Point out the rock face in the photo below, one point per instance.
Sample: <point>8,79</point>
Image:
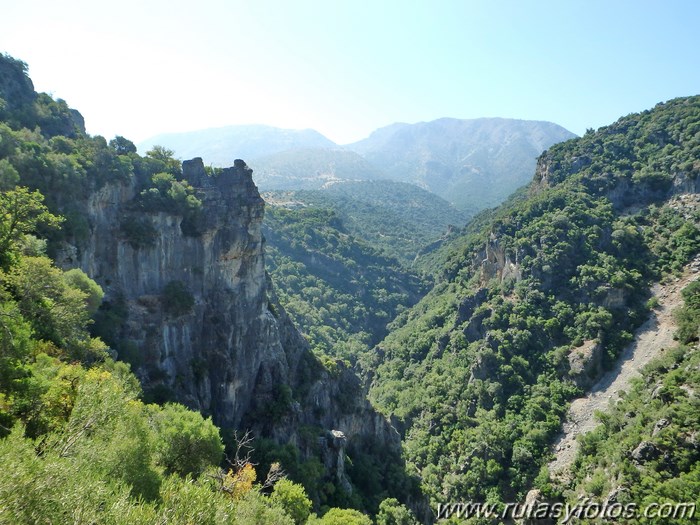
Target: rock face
<point>231,352</point>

---+---

▶ _What you will do_
Convert the entries above into a JSON list of strings with one string per line, skipping blank lines and leaving the pictures out.

▶ _Result_
[
  "Point out the rock face in the photo below, one point per instance.",
  "Sample: <point>8,79</point>",
  "Image:",
  "Target: rock face",
  "<point>231,352</point>"
]